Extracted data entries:
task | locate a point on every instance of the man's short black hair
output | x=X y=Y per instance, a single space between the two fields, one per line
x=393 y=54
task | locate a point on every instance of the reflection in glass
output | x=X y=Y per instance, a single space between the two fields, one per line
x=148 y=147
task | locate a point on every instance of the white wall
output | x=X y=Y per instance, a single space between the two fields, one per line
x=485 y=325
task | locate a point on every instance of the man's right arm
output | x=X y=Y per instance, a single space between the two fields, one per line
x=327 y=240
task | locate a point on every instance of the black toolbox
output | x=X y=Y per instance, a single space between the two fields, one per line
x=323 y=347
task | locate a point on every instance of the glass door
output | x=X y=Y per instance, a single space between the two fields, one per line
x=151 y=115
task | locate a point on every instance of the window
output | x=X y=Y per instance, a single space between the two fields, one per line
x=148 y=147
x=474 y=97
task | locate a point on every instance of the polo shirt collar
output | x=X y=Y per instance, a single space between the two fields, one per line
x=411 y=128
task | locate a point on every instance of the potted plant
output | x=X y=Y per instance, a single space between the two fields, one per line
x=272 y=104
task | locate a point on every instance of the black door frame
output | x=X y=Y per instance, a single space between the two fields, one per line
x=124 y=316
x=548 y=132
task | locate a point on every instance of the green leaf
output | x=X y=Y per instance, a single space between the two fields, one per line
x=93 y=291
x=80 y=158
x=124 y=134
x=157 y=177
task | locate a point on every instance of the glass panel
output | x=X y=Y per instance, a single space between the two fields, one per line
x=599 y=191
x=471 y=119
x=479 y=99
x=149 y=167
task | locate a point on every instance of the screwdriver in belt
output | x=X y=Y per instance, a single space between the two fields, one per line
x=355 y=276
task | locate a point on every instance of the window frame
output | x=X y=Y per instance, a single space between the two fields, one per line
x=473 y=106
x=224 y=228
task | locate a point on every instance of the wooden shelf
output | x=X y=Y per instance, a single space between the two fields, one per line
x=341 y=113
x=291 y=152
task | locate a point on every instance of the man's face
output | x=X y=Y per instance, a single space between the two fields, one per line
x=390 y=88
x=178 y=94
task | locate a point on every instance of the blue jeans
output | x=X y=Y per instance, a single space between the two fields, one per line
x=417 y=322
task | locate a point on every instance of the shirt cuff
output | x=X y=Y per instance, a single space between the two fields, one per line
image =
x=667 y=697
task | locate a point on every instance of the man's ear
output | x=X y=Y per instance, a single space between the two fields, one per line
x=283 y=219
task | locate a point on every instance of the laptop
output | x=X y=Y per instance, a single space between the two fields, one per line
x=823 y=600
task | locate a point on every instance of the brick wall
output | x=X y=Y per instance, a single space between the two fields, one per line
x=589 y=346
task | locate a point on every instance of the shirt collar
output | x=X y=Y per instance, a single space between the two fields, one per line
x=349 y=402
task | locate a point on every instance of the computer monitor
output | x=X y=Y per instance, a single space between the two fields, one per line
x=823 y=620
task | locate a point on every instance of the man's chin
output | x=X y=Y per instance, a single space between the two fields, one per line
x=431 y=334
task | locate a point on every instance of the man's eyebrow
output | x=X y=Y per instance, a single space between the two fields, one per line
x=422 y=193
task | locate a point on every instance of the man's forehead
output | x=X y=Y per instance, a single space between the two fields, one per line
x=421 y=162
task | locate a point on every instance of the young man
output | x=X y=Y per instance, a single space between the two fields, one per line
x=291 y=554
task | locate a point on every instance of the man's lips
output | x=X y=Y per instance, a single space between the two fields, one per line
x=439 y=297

_Work to be completed_: Reproduce every line of the listing from the one containing "task | locate a point on every instance of the young" through the end of the listing, inclusive.

_Response below_:
task | locate a point on every instance of the young man
output | x=X y=Y per instance, a single space between the two fields, one per line
x=291 y=554
task | locate a point on every instance of the man's lips
output | x=X y=Y per instance, a single space between the two fields, one per line
x=439 y=297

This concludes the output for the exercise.